Kamis 21 Nov 2019 14:26 WIB

Apa Pun Caranya, Jangan Rusak Pilkada dengan Politik Uang

Demokrasi baik asal tak dirusak politik uang.

Rep: Ronggo Astungkoro/ Red: Muhammad Hafil
Pilkada (ilustrasi)
Foto: Republika/ Wihdan
Pilkada (ilustrasi)

REPUBLIKA.CO.ID,JAKARTA -- Mantan Wakil Menteri Hukum dan Hak Asasi Manusia, Denny Indrayana, mengatakan, apapun pilihan cara pelaksanaan Pemilihan Kepala Daerah (Pilkada), yang terpenting adalah jangan sampai merusak demokrasi. Semua pilihan menurutnya baik asalkan tidak diwarnai dengan politik uang.

CUPLIKAN DATA -

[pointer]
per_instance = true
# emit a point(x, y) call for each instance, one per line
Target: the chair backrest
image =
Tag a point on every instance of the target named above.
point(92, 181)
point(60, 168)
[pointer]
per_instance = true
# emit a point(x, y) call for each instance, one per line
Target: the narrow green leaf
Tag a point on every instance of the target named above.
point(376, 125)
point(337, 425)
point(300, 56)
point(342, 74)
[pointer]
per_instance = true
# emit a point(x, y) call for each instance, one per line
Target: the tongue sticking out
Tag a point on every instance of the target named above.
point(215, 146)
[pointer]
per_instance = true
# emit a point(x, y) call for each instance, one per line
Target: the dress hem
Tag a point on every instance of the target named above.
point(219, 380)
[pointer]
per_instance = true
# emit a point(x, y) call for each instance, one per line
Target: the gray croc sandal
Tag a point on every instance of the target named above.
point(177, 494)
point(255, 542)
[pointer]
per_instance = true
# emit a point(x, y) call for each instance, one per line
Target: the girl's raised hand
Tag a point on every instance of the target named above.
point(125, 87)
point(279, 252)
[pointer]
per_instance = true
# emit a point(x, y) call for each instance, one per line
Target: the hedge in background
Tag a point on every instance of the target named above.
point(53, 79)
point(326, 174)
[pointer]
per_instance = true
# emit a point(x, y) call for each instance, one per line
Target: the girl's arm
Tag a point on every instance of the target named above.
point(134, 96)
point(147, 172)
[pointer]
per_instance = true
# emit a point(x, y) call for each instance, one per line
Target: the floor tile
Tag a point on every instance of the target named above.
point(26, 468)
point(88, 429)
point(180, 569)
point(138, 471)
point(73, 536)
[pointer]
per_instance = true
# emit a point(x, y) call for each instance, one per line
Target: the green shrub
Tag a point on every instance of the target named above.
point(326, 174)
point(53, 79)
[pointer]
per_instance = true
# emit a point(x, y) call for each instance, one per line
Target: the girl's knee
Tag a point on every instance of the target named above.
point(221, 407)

INSTRUKSI YANG DIBERIKAN 1 - Salin tanpa perubahan bagian dari artikel tentang politik uang dalam pilkada, dimulai dari "Rep: Ronggo Astungkoro/" dan diakhiri dengan "dengan politik uang.".
INSTRUKSI YANG DIBERIKAN 2 - Menurut artikel tentang politik uang dalam pilkada, jabatan apa yang pernah dipegang oleh Denny Indrayana?

KELUARAN YANG BENAR 1 -
Rep: Ronggo Astungkoro/ Red: Muhammad Hafil
Pilkada (ilustrasi)
Foto: Republika/ Wihdan
Pilkada (ilustrasi)

REPUBLIKA.CO.ID,JAKARTA -- Mantan Wakil Menteri Hukum dan Hak Asasi Manusia, Denny Indrayana, mengatakan, apapun pilihan cara pelaksanaan Pemilihan Kepala Daerah (Pilkada), yang terpenting adalah jangan sampai merusak demokrasi. Semua pilihan menurutnya baik asalkan tidak diwarnai dengan politik uang.

KELUARAN YANG BENAR 2 - Wakil Menteri Hukum dan Hak Asasi Manusia.